**THINGS TO DO**
A: In the pilgrimage passage, how many people does the Hajj bring together to perform the same gestures at the same moment?
B: Reproduce the portion of the pilgrimage passage starting with "The honest answer" and going on through "us to others.".

**EXCERPT PROVIDED**
━━━━━━

Pilgrimage traditions have managed this duality with practical wisdom refined over time. The Hajj is by definition a collective experience: two million people performing the same gestures in the same space at the same moment, a synchronization of intention and movement that verges on the vertiginous. And yet within it are moments of individual, silent, untransferable prayer.

The Camino de Santiago in its medieval form was walked by people who traveled together for stretches and then separated — not through disorganization, but because the route naturally made room for both modes.

The risks of each choice

The risk of walking with company is well known to anyone who has done a long route with someone else: conversation can become a refuge, a way of not having to be alone with yourself. You can walk for thirty days and never really reach interior silence, because there’s always something to say, comment on, share. This isn’t necessarily a lesser experience. But it’s a different one from what a long walk can offer in silence.

The risk of walking alone is less discussed but equally real: solitude can amplify whatever you wanted to work through until it becomes oppressive rather than clear. Without the counterweight of another presence, certain thoughts circle rather than open. Being alone with yourself for weeks doesn’t always produce clarity. Sometimes it produces only intensified noise.

What long pilgrimages teach

The honest answer is that we probably need both — and long walks offer both across their span of weeks: companionships that form spontaneously at the albergues and dissolve just as spontaneously a few days later, moments of absolute solitude in the early morning hours before the others set out, deep conversations with someone met by chance and never seen again. The solitary walk returns us to ourselves. The shared walk returns us to others.

A long walk containing both teaches something no short pilgrimage can: that we are capable of being alone, and capable of being together, and that neither condition, on its own, is enough to describe who we are.

━━━━━━

(Region annotation items)
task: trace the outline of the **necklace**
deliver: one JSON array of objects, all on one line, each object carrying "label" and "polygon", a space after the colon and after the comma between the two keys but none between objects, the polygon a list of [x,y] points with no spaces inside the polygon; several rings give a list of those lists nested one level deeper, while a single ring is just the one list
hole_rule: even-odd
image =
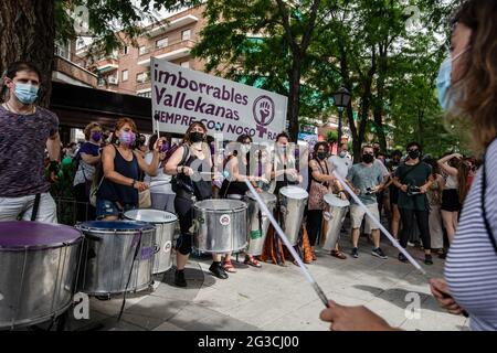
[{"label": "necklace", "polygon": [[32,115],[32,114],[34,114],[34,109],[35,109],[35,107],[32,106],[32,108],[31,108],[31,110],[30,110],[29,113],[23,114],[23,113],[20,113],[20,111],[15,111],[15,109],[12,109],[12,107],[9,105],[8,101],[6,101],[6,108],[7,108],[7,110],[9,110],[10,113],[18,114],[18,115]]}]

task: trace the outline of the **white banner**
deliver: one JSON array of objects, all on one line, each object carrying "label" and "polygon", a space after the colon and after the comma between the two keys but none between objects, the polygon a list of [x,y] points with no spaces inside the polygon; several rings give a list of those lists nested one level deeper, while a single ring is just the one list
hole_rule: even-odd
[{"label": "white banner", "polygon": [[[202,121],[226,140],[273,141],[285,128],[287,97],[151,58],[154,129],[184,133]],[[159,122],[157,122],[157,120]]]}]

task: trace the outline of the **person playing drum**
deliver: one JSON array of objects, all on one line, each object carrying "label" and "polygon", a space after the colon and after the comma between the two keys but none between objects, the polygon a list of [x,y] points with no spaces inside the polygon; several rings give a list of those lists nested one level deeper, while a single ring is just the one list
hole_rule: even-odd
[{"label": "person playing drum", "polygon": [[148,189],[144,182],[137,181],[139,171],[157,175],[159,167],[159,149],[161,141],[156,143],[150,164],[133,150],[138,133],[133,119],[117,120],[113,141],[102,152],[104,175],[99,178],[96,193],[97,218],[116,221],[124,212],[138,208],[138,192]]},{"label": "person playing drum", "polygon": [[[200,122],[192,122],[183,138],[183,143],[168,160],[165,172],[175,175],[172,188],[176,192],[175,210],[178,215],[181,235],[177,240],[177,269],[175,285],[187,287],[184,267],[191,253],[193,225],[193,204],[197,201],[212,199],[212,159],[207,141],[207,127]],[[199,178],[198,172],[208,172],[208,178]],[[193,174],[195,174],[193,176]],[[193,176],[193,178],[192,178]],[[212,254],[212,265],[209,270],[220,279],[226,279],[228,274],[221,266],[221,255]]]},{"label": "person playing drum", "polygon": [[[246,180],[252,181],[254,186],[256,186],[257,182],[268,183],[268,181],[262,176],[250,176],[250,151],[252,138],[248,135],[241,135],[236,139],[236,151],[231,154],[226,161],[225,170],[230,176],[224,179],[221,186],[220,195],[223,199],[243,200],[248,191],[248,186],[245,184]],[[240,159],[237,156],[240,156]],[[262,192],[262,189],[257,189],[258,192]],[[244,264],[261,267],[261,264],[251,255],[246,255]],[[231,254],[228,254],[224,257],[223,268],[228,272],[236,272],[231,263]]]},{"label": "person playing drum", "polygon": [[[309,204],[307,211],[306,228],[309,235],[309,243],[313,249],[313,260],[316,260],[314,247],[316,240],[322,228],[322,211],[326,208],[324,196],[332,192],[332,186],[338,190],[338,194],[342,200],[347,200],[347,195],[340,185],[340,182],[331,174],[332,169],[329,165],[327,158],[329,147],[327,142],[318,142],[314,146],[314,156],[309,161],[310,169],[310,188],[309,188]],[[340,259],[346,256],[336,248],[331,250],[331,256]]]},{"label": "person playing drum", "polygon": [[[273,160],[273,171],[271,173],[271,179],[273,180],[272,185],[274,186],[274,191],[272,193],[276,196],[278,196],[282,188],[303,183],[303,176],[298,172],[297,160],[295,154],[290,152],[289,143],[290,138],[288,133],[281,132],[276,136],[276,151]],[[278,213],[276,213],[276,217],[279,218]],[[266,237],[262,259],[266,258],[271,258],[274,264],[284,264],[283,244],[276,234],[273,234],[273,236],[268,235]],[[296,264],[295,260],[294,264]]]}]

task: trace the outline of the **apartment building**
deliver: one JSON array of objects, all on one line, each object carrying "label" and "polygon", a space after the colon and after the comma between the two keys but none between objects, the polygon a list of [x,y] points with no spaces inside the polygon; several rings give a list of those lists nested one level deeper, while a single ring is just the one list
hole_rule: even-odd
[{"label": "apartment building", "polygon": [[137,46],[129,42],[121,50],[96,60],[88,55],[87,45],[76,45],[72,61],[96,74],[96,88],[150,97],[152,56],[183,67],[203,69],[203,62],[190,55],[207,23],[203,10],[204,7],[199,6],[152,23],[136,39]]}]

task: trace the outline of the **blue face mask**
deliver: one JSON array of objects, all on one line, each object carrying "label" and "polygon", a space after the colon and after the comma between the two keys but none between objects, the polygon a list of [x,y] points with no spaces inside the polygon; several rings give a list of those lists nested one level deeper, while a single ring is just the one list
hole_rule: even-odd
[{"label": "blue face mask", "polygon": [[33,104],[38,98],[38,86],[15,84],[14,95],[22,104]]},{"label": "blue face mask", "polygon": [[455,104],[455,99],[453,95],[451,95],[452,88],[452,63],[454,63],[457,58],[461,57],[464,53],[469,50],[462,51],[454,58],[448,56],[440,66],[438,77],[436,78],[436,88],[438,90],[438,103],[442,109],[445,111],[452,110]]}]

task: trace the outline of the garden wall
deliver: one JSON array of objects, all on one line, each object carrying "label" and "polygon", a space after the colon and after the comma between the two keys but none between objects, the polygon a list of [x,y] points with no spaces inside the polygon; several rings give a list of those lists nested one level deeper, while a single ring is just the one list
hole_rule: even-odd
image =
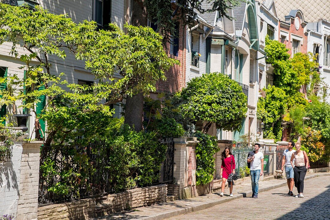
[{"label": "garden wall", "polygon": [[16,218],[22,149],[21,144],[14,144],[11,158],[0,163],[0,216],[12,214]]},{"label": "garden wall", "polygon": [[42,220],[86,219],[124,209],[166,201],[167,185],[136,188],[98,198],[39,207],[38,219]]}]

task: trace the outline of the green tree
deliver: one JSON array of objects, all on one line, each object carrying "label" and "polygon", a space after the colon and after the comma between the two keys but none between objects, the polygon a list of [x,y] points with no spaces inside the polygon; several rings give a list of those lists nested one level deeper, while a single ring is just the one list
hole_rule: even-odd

━━━━━━

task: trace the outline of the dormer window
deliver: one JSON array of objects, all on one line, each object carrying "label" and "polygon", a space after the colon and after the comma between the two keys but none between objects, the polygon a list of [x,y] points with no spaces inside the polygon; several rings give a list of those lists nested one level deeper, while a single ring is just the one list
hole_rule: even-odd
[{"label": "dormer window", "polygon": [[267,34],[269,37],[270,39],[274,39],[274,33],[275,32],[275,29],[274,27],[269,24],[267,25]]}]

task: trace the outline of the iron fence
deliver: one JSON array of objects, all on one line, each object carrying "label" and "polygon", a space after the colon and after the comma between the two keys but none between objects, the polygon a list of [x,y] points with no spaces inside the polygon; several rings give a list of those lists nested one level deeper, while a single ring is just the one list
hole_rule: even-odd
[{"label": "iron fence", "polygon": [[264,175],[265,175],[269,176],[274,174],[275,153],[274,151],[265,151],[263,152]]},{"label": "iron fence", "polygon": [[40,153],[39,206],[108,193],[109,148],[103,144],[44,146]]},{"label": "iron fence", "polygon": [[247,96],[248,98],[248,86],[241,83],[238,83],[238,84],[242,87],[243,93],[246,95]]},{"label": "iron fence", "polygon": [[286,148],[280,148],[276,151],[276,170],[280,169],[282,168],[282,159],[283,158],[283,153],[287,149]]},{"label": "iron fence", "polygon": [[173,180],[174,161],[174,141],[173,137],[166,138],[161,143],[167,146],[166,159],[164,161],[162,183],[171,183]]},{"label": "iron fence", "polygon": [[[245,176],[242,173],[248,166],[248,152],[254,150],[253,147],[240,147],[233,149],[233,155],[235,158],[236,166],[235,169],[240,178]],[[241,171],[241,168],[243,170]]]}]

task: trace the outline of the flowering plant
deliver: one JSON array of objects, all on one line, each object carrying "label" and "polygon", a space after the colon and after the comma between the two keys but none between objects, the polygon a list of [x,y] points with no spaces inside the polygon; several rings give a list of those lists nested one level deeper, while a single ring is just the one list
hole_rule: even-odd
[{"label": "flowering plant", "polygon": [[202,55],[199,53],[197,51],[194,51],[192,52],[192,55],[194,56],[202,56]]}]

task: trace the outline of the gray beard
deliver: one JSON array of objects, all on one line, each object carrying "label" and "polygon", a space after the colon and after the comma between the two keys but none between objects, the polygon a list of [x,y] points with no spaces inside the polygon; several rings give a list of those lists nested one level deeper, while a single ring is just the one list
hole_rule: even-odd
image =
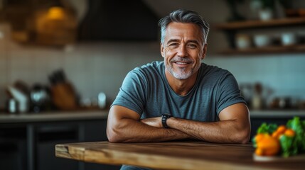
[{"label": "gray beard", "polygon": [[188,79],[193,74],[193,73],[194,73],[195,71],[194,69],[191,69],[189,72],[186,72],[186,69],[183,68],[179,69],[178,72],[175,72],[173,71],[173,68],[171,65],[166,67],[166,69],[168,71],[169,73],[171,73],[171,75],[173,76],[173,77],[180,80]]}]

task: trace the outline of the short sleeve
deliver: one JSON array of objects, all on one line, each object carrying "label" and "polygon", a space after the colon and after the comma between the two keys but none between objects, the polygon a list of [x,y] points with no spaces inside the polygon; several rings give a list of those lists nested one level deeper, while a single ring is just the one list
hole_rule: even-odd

━━━━━━

**EXPECTED RESULTS**
A: Two million people.

B:
The honest answer is that we probably need both — and long walks offer both across their span of weeks: companionships that form spontaneously at the albergues and dissolve just as spontaneously a few days later, moments of absolute solitude in the early morning hours before the others set out, deep conversations with someone met by chance and never seen again. The solitary walk returns us to ourselves. The shared walk returns us to others.